--- DIRECTIONS FOR THIS TASK ---
Exactly the lines from the one containing "[(632, 438)]" to the last line of the records, inclusive, are to be transcribed; include no others.
*** MATERIAL FOR THIS TASK ***
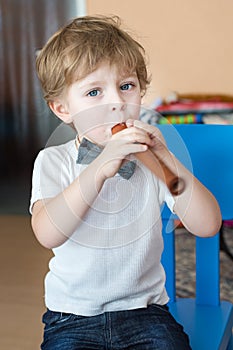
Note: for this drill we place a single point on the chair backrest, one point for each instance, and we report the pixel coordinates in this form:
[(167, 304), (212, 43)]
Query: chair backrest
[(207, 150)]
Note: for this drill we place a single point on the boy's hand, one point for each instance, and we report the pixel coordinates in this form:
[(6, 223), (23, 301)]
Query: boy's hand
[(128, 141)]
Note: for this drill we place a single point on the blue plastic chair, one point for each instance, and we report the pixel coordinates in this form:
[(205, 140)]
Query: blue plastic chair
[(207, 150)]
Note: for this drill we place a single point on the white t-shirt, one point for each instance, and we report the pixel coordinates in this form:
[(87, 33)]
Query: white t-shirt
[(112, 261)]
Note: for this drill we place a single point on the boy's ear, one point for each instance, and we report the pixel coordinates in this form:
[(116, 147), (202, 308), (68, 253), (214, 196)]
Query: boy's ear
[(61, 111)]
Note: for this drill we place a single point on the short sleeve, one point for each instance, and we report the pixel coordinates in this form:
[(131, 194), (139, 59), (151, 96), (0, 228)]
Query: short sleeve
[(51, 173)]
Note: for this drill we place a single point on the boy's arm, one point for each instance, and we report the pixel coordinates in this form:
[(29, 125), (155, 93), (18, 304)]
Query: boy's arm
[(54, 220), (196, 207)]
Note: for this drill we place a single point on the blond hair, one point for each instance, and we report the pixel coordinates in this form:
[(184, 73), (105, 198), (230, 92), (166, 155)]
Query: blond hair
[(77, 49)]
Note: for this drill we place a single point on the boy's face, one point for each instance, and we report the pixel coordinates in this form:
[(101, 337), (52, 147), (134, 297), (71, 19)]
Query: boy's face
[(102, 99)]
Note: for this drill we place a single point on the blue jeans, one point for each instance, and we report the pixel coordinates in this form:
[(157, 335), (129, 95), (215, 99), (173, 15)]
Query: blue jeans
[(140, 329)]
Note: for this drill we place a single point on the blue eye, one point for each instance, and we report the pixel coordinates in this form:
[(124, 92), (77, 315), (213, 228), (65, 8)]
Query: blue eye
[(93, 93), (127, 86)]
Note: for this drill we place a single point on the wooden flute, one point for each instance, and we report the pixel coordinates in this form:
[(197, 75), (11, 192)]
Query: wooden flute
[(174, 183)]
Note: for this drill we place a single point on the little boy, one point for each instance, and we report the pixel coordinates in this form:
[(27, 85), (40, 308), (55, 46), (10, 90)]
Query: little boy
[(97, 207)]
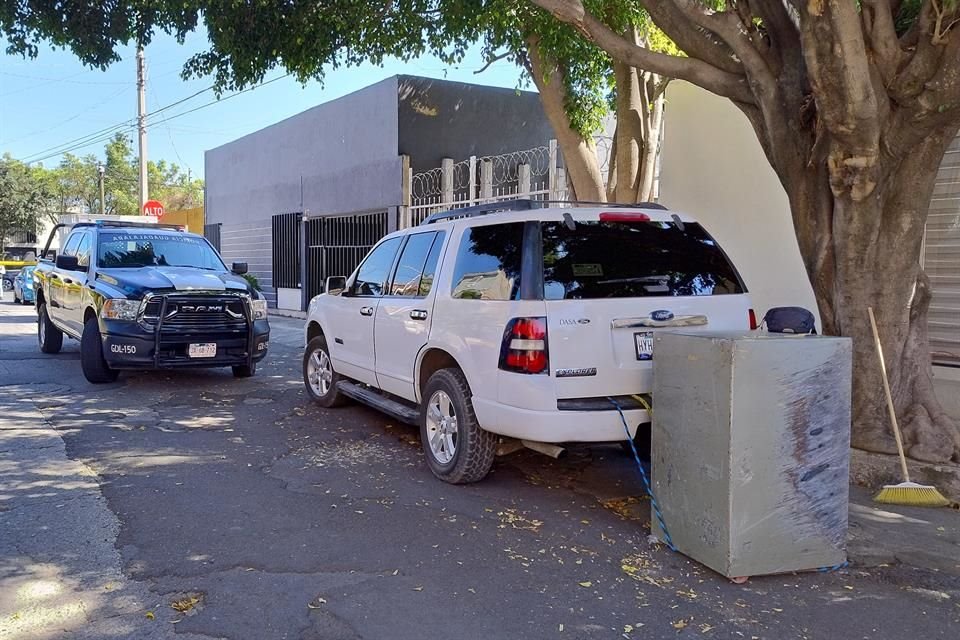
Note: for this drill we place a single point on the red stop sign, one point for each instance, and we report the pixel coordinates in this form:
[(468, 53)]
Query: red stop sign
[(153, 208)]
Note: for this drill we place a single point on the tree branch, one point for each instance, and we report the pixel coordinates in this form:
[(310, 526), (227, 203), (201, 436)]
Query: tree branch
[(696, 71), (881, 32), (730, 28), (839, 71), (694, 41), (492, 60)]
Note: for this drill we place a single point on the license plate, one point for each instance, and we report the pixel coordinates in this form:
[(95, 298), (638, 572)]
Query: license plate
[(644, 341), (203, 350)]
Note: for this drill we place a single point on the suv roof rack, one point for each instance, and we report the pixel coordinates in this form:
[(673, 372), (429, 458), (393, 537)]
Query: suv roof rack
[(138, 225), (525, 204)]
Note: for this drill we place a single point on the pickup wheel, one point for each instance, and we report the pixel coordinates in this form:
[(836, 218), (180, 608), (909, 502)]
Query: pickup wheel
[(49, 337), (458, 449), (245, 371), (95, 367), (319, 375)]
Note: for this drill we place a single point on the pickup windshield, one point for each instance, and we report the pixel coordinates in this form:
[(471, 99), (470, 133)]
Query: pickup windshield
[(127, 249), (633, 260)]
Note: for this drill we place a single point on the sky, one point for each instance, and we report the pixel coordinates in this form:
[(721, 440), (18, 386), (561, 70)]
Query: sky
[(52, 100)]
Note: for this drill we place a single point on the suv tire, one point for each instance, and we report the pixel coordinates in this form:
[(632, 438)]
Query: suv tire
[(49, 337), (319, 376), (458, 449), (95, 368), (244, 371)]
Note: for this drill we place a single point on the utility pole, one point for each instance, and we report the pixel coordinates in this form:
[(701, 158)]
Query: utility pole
*** End of MATERIAL FOR THIS TASK ***
--- EXERCISE RESPONSE ---
[(632, 438)]
Query: suv tire
[(49, 337), (319, 376), (458, 449), (95, 368), (244, 371)]
Note: for this drill we place a single point on the utility pole, one point for each instance, and we report the pixel coordinates in this form:
[(701, 158)]
Query: utility pole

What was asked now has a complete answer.